__WRITTEN REQUEST__. Transcribe, verbatim, the passage of the USS Ammonoosuc text below that falls between "From the outbreak" and "war with England.", inclusive.
━━━━━ SOURCE
The USS Ammonoosuc (later renamed USS Iowa) was a steam frigate laid down by the Boston Navy Yard during the American Civil War and was launched, apparently without ceremony, on 21 July 1864. She was intended to be used against the British should England decide to take the side of the Confederate States of America and attack the Northern part of the United States. However, as the war progressed, England's support of the Confederacy diminished, and the fast and powerful Ammonoosuc was never placed into service.

Naval buildup against English threat 

From the outbreak of the Civil War, the Lincoln Administration seemed to feel that the British Government's sympathies lay with the Confederacy. The Trent Affair further strained Anglo-American relations, and the terrible toll exacted from Union shipping by commerce raiding Confederate cruisers built in England forced the Union Navy to make contingency plans for what appeared to be an increasingly likely war with England.
━━━━━━━━━━
━━━━━ SUPPLIED INFORMATION
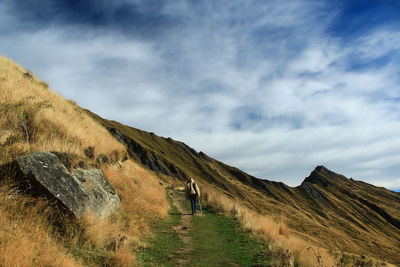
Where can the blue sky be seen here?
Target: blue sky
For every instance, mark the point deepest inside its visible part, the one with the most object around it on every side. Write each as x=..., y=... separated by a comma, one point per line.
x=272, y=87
━━━━━━━━━━
__WRITTEN ANSWER__.
From the outbreak of the Civil War, the Lincoln Administration seemed to feel that the British Government's sympathies lay with the Confederacy. The Trent Affair further strained Anglo-American relations, and the terrible toll exacted from Union shipping by commerce raiding Confederate cruisers built in England forced the Union Navy to make contingency plans for what appeared to be an increasingly likely war with England.